### Supplied passage
※
But many one-on-one coaches have a blind spot: They view each client as a distinct unit instead of viewing their client list as a whole. They don’t unite their clients; instead, they separate their clients into time slots. While many 1:1 clients choose that option for privacy, they could still benefit from meeting others in your business.
In fact, the greatest retention strategy you can have with each client is to introduce him or her to at least one other client in your personal training business. They don’t have to work out together, but every relationship a client forms in your business adds another strand to your web of retention. In this book, Seth tells us how to pull a group together and how to guide it through dark times, too.
Two-Brain Clients’ Best Books for Personal Trainers
In a survey of our clients, the top gym owners in the world echoed some of our choices with “How to Win Friends and Influence People,” “Change Maker” and “The Go-Giver.”
They also named the books below as essential literature for coaches and personal trainers. If you’re a personal trainer, these are the best books for you, according to gym owners and entrepreneurs around the globe.
“Emotions Revealed” by Paul Ekman
“Conscious Coaching” by Brett Bartholomew
“Talking to Strangers” by Malcolm Gladwell
“Love Your Enemies” by Arthur C. Brooks
“The Prosperous Coach” by Steve Chandler and Rich Litvin
“The Power of Moments” by Chip Heath and Dan Heath
Best Books for Personal Trainers: Summary
You’ll notice that none of the best books for personal trainers is about anatomy or movement. That’s because coaching is really about relationships.
※
(Data listing)
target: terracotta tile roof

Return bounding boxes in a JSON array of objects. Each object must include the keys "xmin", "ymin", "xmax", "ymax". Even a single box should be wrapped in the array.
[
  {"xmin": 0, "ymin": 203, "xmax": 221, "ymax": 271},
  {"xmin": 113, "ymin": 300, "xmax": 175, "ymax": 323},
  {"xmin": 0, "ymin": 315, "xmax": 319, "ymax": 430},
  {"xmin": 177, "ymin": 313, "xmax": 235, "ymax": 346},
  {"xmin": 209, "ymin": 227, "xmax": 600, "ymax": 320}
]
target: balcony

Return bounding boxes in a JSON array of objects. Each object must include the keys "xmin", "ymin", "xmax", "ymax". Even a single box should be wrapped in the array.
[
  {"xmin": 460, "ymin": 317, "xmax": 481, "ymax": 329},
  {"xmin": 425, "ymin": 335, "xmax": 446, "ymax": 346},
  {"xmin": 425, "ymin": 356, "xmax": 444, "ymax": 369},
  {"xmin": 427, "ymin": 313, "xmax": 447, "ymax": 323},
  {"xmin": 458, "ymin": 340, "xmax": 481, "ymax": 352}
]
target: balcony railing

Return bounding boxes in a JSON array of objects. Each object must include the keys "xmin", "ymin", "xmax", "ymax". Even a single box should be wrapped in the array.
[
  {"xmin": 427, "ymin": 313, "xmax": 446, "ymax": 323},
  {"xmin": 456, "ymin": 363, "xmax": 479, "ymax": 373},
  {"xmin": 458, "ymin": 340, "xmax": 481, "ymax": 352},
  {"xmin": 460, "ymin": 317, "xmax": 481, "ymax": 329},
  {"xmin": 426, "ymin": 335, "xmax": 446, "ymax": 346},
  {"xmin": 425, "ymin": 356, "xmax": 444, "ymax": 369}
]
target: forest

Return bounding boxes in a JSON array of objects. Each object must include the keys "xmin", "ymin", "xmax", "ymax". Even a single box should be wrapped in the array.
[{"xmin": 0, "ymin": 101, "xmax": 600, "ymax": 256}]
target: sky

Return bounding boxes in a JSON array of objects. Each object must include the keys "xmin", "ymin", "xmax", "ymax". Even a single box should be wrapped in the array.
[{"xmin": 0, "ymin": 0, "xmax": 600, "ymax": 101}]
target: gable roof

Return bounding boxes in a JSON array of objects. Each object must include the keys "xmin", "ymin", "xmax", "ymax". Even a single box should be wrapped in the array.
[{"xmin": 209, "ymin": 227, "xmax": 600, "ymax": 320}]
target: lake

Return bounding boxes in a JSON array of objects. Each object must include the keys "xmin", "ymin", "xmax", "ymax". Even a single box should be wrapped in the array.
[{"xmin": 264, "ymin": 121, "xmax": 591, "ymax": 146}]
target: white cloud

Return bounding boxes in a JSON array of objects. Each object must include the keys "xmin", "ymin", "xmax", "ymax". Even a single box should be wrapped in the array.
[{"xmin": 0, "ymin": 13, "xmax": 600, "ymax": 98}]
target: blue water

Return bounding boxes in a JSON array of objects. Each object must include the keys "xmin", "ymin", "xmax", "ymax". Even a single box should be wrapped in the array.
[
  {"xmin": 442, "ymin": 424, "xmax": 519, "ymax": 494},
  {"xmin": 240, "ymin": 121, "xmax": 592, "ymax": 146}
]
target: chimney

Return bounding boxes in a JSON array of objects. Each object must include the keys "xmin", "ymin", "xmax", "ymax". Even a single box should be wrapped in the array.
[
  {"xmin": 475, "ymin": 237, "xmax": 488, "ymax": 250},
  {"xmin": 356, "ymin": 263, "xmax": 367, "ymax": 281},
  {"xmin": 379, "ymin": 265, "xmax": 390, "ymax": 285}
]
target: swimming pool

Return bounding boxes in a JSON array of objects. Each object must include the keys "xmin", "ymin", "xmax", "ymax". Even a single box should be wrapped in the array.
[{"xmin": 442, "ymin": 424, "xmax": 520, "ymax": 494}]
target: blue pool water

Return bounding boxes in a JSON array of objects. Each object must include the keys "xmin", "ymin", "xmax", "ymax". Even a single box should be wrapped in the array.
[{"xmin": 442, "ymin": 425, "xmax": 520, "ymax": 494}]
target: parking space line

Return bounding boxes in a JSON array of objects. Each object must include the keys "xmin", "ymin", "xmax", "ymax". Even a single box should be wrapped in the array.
※
In the passage on books for personal trainers, why are none of the recommended books about anatomy or movement? The rows have no connection to the text.

### Exercise result
Because coaching is really about relationships.